Extracted text ->
=== Section Start ===

Born to Baer and Chiah Ain in Pittsburgh, in 1908, Ain was raised in the Lincoln Heights neighborhood of Los Angeles. For a short time during his childhood, the Ain family lived at Llano del Rio, an experimental collective farming colony in the Antelope Valley of California.

He was inspired to become an architect after visiting the Schindler House as a teenager. He attended the University of Southern California School of Architecture in 1927–28, but dropped out after feeling limited by the school's Beaux Arts training.

==Career==
His primary influences were Rudolph Schindler and Richard Neutra. He worked for Neutra from 1930 to 1935, along with fellow apprentice Harwell Hamilton Harris, and contributed to Neutra's major projects of that period.

Following his collaborative relationship with Richard Neutra, in 1935, Ain cultivated an individual practice designing modest houses for working-class and middle class clients.

=== Section End ===

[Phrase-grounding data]
=== Section Start ===

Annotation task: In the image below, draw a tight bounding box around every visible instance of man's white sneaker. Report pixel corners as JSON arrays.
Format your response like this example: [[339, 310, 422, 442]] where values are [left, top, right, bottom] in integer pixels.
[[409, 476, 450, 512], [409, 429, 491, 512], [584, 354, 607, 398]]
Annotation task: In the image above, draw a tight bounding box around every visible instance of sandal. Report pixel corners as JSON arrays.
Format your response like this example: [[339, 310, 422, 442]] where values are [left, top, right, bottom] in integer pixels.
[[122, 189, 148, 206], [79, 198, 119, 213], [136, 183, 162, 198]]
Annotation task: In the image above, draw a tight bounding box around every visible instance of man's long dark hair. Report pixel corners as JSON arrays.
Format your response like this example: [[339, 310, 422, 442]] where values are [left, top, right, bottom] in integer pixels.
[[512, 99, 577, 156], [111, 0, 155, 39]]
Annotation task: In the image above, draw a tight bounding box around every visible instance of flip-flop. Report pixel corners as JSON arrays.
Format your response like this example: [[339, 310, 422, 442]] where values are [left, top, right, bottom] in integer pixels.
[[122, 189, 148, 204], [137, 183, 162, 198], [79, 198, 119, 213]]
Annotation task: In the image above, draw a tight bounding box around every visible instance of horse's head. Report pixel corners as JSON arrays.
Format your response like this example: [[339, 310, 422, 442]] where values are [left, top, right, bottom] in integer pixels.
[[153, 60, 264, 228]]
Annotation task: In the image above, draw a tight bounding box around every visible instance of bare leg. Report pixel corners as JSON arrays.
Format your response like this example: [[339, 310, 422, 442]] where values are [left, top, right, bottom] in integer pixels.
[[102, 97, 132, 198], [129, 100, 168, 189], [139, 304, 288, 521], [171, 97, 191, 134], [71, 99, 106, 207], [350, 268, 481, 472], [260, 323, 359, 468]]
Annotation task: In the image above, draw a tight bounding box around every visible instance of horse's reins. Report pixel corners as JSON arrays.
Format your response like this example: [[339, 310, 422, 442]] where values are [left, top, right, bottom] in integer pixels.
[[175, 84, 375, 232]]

=== Section End ===

Directions ->
Write out the passage of the Ain biography above from "Born to Baer" to "of that period.", copying it word for word.

Task answer ->
Born to Baer and Chiah Ain in Pittsburgh, in 1908, Ain was raised in the Lincoln Heights neighborhood of Los Angeles. For a short time during his childhood, the Ain family lived at Llano del Rio, an experimental collective farming colony in the Antelope Valley of California.

He was inspired to become an architect after visiting the Schindler House as a teenager. He attended the University of Southern California School of Architecture in 1927–28, but dropped out after feeling limited by the school's Beaux Arts training.

==Career==
His primary influences were Rudolph Schindler and Richard Neutra. He worked for Neutra from 1930 to 1935, along with fellow apprentice Harwell Hamilton Harris, and contributed to Neutra's major projects of that period.